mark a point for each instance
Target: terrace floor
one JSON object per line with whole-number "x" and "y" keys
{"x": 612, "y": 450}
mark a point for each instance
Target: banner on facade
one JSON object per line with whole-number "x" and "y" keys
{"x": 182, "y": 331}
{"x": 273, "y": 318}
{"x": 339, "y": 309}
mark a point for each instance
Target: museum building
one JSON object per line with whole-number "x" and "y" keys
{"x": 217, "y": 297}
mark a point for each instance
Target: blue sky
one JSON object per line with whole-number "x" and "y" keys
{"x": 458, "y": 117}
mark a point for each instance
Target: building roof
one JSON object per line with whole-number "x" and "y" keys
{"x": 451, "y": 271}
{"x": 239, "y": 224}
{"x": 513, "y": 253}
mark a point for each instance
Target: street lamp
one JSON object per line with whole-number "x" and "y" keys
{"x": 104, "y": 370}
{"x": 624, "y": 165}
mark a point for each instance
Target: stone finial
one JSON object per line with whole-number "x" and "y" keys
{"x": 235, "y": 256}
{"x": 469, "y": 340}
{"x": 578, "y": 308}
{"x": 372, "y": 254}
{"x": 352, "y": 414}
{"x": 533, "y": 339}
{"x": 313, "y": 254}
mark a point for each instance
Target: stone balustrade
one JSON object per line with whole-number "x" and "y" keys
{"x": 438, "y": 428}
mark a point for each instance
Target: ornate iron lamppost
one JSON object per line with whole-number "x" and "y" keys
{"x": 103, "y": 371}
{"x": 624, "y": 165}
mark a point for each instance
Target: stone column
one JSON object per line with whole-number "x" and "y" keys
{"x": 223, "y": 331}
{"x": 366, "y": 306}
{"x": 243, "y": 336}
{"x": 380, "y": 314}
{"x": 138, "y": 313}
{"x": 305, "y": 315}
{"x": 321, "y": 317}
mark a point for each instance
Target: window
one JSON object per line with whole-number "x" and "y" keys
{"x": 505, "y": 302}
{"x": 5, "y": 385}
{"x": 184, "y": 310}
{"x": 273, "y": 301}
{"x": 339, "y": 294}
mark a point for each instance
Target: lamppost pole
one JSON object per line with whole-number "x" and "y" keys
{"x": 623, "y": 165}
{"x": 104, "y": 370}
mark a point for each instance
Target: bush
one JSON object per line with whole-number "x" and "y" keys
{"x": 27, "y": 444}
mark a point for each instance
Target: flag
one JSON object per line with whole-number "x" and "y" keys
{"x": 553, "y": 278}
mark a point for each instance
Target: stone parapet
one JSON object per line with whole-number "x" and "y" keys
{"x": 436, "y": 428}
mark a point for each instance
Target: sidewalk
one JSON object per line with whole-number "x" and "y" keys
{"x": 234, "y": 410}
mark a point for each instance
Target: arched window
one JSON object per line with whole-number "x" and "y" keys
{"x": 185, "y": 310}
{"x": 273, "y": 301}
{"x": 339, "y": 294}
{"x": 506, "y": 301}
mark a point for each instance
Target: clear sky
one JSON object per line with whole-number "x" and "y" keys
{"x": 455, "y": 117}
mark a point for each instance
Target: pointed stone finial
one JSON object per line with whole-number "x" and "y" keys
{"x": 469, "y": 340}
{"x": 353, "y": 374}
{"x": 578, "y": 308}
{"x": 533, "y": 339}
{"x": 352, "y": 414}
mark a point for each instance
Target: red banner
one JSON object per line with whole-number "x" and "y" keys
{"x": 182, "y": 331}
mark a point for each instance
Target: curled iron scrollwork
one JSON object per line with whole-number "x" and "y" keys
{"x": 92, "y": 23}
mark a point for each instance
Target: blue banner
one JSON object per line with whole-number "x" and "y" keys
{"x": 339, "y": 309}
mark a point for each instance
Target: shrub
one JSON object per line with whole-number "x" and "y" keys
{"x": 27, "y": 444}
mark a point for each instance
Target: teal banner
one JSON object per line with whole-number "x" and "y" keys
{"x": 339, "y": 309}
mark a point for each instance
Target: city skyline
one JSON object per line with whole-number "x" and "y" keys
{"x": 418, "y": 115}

━━━━━━━━━━━━━━━━

Exercise directions:
Return all of the data precisely as it appears.

Completed exercise:
mark a point for each instance
Target: terrace floor
one JSON object per line with whole-number "x" and "y" keys
{"x": 612, "y": 450}
mark a point for each instance
Target: banner on facade
one JSON object per line with whole-number "x" and "y" keys
{"x": 182, "y": 331}
{"x": 273, "y": 318}
{"x": 339, "y": 309}
mark a point for each instance
Target: museum building
one JSON object per line with whole-number "x" and "y" keys
{"x": 217, "y": 297}
mark a point for each instance
Target: blue sky
one JSON object per line with whole-number "x" and "y" keys
{"x": 458, "y": 117}
mark a point for each instance
Target: building roof
one JSON object per line with whole-number "x" and "y" keys
{"x": 451, "y": 271}
{"x": 239, "y": 224}
{"x": 513, "y": 253}
mark a point for each instance
Target: street lamp
one JSON object per line with whole-number "x" and "y" keys
{"x": 104, "y": 370}
{"x": 624, "y": 165}
mark a point for each instance
Target: stone finial
one JSON object per line with whole-number "x" and "y" keys
{"x": 235, "y": 256}
{"x": 469, "y": 340}
{"x": 578, "y": 308}
{"x": 372, "y": 254}
{"x": 352, "y": 414}
{"x": 533, "y": 339}
{"x": 313, "y": 254}
mark a point for each instance
Target: stone balustrade
one JSON object per line with whole-number "x" and "y" keys
{"x": 438, "y": 428}
mark a point for each instance
Target: ornate iron lamppost
one JSON object per line with whole-number "x" and "y" keys
{"x": 103, "y": 371}
{"x": 624, "y": 165}
mark a point for each instance
Target: stone column
one JSON object per line with whole-number "x" and "y" keys
{"x": 223, "y": 331}
{"x": 366, "y": 306}
{"x": 243, "y": 336}
{"x": 380, "y": 314}
{"x": 138, "y": 313}
{"x": 305, "y": 315}
{"x": 321, "y": 317}
mark a point for each instance
Target: window
one JSON object per line with whole-number "x" and "y" keys
{"x": 505, "y": 302}
{"x": 5, "y": 385}
{"x": 184, "y": 310}
{"x": 273, "y": 301}
{"x": 339, "y": 294}
mark a point for each instance
Target: lamppost pole
one JSON object per line with whole-number "x" and "y" keys
{"x": 623, "y": 165}
{"x": 104, "y": 370}
mark a point for each instance
Target: bush
one JSON object per line with whole-number "x" and "y" keys
{"x": 27, "y": 444}
mark a point for each instance
Target: flag
one JSON object per line with whole-number "x" and "y" keys
{"x": 553, "y": 278}
mark a point for each instance
Target: stone parapet
one JSON object per line with whole-number "x" and "y" keys
{"x": 436, "y": 428}
mark a point for each instance
Target: sidewalk
one JSON object per line with whole-number "x" and "y" keys
{"x": 234, "y": 410}
mark a point for each instance
Target: arched window
one JSON object per line with whole-number "x" and "y" keys
{"x": 185, "y": 310}
{"x": 273, "y": 301}
{"x": 339, "y": 294}
{"x": 506, "y": 301}
mark a point for each instance
Target: clear sky
one JSON object per line with whole-number "x" and "y" keys
{"x": 455, "y": 117}
mark a point for each instance
Target: pointed stone finial
one JSON object per line with whole-number "x" and "y" keys
{"x": 469, "y": 340}
{"x": 353, "y": 374}
{"x": 578, "y": 308}
{"x": 533, "y": 339}
{"x": 352, "y": 414}
mark a point for each instance
Target: red banner
one JSON object per line with whole-number "x" and "y" keys
{"x": 182, "y": 331}
mark a point for each instance
Target: curled iron scrollwork
one JSON object per line with whole-number "x" and "y" keys
{"x": 92, "y": 23}
mark a point for each instance
Target: blue banner
one JSON object per line with whole-number "x" and "y" keys
{"x": 339, "y": 309}
mark a point for each instance
Target: shrub
one JSON object per line with whole-number "x" and "y" keys
{"x": 27, "y": 444}
mark a point for each instance
Target: teal banner
one JSON object per line with whole-number "x" and "y" keys
{"x": 339, "y": 309}
mark a point for each instance
Target: city skyline
one JSON object per line with whole-number "x" and "y" keys
{"x": 418, "y": 115}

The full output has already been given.